:: Short problem ::
Rewrite the records below with "pinpoint" swapped for "locate" throughout, keeping everything else the same and leaving out the pictures.

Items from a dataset
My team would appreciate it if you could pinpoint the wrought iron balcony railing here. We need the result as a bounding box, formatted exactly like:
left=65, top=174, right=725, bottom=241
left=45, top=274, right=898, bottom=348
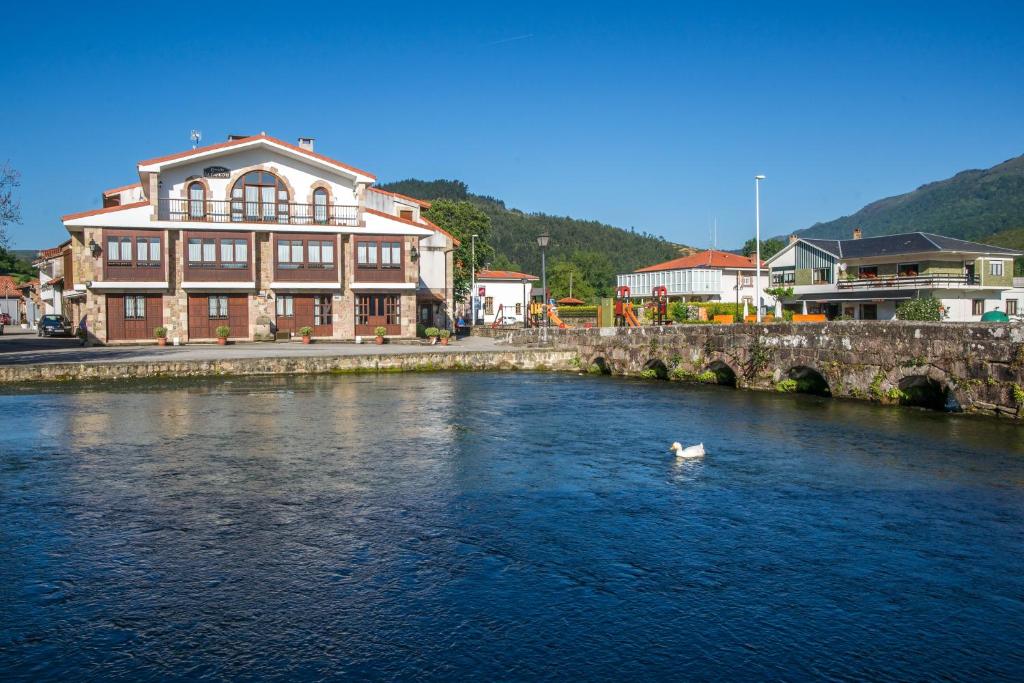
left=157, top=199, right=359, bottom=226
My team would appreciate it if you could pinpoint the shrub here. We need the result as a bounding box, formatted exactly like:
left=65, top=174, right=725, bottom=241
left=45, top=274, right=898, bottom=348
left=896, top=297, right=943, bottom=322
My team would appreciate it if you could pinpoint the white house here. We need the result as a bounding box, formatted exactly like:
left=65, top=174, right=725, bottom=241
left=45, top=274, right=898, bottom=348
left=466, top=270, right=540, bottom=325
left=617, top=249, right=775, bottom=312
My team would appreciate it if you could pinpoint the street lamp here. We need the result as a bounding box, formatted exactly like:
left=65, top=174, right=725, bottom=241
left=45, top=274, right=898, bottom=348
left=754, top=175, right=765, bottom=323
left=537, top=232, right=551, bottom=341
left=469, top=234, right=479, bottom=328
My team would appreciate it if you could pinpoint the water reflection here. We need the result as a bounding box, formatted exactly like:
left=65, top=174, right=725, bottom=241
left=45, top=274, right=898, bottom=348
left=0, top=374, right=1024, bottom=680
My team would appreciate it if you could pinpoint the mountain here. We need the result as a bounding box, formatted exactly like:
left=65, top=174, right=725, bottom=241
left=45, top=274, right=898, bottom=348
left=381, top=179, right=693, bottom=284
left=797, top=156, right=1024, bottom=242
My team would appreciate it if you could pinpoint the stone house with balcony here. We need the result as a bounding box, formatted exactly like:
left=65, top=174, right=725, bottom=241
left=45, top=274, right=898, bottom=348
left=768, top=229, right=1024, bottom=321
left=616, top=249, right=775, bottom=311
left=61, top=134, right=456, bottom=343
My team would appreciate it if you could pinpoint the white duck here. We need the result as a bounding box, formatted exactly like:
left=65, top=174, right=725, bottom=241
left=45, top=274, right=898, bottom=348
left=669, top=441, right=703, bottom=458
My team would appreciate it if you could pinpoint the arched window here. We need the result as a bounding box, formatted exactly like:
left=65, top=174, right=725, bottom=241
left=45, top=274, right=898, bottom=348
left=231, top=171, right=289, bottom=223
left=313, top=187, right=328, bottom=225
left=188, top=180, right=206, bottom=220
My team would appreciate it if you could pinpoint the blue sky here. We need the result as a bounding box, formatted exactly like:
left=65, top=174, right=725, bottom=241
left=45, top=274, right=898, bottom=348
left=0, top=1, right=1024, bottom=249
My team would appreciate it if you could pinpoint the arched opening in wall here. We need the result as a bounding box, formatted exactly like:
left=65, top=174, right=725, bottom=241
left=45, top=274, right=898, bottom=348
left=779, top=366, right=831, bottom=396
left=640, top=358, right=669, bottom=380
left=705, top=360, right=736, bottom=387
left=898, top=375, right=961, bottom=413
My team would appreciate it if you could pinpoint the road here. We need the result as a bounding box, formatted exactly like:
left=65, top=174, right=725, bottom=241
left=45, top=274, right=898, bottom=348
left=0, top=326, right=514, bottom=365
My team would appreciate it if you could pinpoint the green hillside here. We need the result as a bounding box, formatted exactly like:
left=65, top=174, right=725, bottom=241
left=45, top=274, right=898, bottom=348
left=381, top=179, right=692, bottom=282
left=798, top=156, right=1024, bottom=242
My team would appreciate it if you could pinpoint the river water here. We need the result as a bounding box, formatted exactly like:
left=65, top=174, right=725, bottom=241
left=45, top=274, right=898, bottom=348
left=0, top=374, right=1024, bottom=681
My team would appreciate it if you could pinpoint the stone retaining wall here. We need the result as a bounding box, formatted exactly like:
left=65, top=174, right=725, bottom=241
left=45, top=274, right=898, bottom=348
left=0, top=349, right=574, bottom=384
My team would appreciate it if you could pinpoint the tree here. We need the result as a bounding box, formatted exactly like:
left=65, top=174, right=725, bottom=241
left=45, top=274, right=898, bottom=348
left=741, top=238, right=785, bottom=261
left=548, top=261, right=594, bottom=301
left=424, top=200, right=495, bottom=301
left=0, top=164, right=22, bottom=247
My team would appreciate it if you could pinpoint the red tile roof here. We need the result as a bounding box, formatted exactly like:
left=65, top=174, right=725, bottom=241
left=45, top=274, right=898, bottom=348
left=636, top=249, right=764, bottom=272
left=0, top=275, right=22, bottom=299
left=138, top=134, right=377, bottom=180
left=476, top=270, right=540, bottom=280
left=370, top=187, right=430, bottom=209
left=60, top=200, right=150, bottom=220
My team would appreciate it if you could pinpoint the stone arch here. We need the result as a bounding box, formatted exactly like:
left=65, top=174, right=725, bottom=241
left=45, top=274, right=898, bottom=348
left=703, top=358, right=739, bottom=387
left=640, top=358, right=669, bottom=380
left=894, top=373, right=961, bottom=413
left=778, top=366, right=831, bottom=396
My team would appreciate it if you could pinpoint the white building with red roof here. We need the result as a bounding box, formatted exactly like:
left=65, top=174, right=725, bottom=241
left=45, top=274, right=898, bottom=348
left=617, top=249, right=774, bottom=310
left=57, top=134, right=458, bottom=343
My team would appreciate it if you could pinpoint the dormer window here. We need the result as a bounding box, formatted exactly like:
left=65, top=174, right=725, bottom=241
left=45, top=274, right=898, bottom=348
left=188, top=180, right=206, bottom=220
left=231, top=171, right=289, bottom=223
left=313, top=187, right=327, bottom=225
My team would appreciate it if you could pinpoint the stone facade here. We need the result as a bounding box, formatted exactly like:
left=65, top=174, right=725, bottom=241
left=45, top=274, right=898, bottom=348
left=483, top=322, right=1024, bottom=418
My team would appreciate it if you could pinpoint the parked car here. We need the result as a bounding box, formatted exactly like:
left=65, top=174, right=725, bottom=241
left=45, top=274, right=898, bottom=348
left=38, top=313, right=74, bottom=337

:: Task output ::
My team would appreciate it if you could locate the wrought iron balcony railing here. We need the result as a bounding box, formatted exactly like:
left=65, top=174, right=725, bottom=241
left=45, top=274, right=898, bottom=348
left=157, top=199, right=359, bottom=226
My team would appreciate it if you could locate the shrub here. We need the result as a bounding box, formatted exactly like:
left=65, top=174, right=725, bottom=241
left=45, top=274, right=898, bottom=348
left=896, top=297, right=943, bottom=322
My team would appreciate it if you could locate the white house here. We need the result as a bounding box, formatted exactly like:
left=65, top=174, right=725, bottom=241
left=45, top=274, right=898, bottom=348
left=466, top=270, right=540, bottom=325
left=617, top=249, right=775, bottom=312
My team would appreciate it if you could locate the street lamp here. We need the result as a bounding box, formatted exactly like:
left=65, top=174, right=725, bottom=241
left=45, top=274, right=898, bottom=348
left=754, top=175, right=765, bottom=323
left=537, top=232, right=551, bottom=341
left=469, top=234, right=479, bottom=328
My team would appreciate it if you could locate the water reflection here. We need the result as a bounding box, formatted exactly like:
left=65, top=174, right=725, bottom=241
left=45, top=274, right=898, bottom=348
left=0, top=374, right=1024, bottom=680
My team would appreciate it if you could locate the mountain here. We need the result as a bounding box, formatted exactly like:
left=65, top=174, right=725, bottom=241
left=45, top=274, right=898, bottom=348
left=381, top=179, right=693, bottom=284
left=797, top=156, right=1024, bottom=242
My team would appreciate it if you could locate the stone house with balcony here. We need the result as a bounding box, formatted exactly like:
left=65, top=174, right=725, bottom=241
left=45, top=274, right=898, bottom=348
left=768, top=229, right=1024, bottom=321
left=616, top=249, right=775, bottom=311
left=61, top=134, right=456, bottom=343
My team would appreciate it if you could locate the white duck here. We need the result as a bounding box, formatted exactly like:
left=65, top=174, right=725, bottom=241
left=45, top=274, right=898, bottom=348
left=669, top=441, right=703, bottom=458
My team would appreciate it if you could locate the arched window here. We need the result as a bounding box, formatted exactly like:
left=65, top=174, right=725, bottom=241
left=45, top=274, right=898, bottom=348
left=231, top=171, right=289, bottom=223
left=313, top=187, right=328, bottom=225
left=188, top=180, right=206, bottom=220
My team would appreciate it if you could locate the blue sky here. We need the result as a bounding box, formatted exactly like:
left=65, top=174, right=725, bottom=241
left=45, top=274, right=898, bottom=348
left=0, top=1, right=1024, bottom=249
My team would appreciate it if you could locate the arched opening in wall here. We need the result as a bounding box, formatted exactly like:
left=65, top=174, right=725, bottom=241
left=45, top=274, right=898, bottom=348
left=779, top=366, right=831, bottom=396
left=640, top=358, right=669, bottom=380
left=705, top=360, right=736, bottom=387
left=898, top=375, right=961, bottom=413
My team would appreciate it if you could locate the road here. We need the result as a bounding box, formatted exactly like:
left=65, top=174, right=725, bottom=241
left=45, top=274, right=898, bottom=348
left=0, top=326, right=514, bottom=365
My team would appreciate it if you could locate the green hillside here. We need the result as a bounding box, formatted exactly like:
left=65, top=174, right=725, bottom=241
left=45, top=274, right=898, bottom=348
left=381, top=179, right=692, bottom=282
left=798, top=156, right=1024, bottom=242
My team would appreciate it if you could locate the river water here. We need the result as a bounding box, formatted exactly like:
left=65, top=174, right=725, bottom=241
left=45, top=274, right=898, bottom=348
left=0, top=374, right=1024, bottom=681
My team would appreciate it if you could locate the stone retaining wall here. We need the result as a bounding box, formatted exactly like:
left=65, top=174, right=725, bottom=241
left=45, top=274, right=898, bottom=348
left=0, top=349, right=574, bottom=384
My team would appreciate it if you could locate the tree here. We need the result as a bounding box, formatted exactly like:
left=65, top=174, right=725, bottom=241
left=45, top=274, right=898, bottom=348
left=741, top=238, right=785, bottom=261
left=548, top=261, right=594, bottom=301
left=424, top=200, right=495, bottom=301
left=0, top=164, right=22, bottom=247
My team would appreciate it if you could locate the red tile roof here. We need the result as a bounding box, formatted exactly like:
left=65, top=174, right=725, bottom=241
left=45, top=274, right=898, bottom=348
left=636, top=249, right=764, bottom=272
left=0, top=275, right=22, bottom=299
left=138, top=134, right=377, bottom=180
left=476, top=270, right=540, bottom=280
left=370, top=187, right=430, bottom=209
left=60, top=200, right=150, bottom=220
My team would appreciate it if you could locate the stone arch here. We need the result as a bounding box, formatted exactly like:
left=65, top=174, right=725, bottom=241
left=45, top=274, right=898, bottom=348
left=703, top=358, right=739, bottom=387
left=640, top=358, right=669, bottom=380
left=894, top=373, right=961, bottom=413
left=778, top=366, right=831, bottom=396
My team would appreciate it if you could locate the white building with red roof here. We need the result as a bounding box, formatted exactly like:
left=65, top=174, right=725, bottom=241
left=45, top=274, right=898, bottom=348
left=617, top=249, right=774, bottom=310
left=57, top=134, right=458, bottom=343
My team would appreciate it if you could locate the dormer window here. We need the result as a bounding box, formatted exactly like:
left=65, top=174, right=725, bottom=241
left=45, top=274, right=898, bottom=348
left=188, top=180, right=206, bottom=220
left=231, top=171, right=289, bottom=223
left=313, top=187, right=327, bottom=225
My team would appreciate it if you could locate the stone facade here. We need the result as a bounding box, formatted exactly like:
left=65, top=174, right=725, bottom=241
left=45, top=274, right=898, bottom=348
left=483, top=322, right=1024, bottom=418
My team would appreciate it if you could locate the parked car here. We need the result as a bounding box, formatted exactly like:
left=65, top=174, right=725, bottom=241
left=45, top=274, right=898, bottom=348
left=38, top=313, right=74, bottom=337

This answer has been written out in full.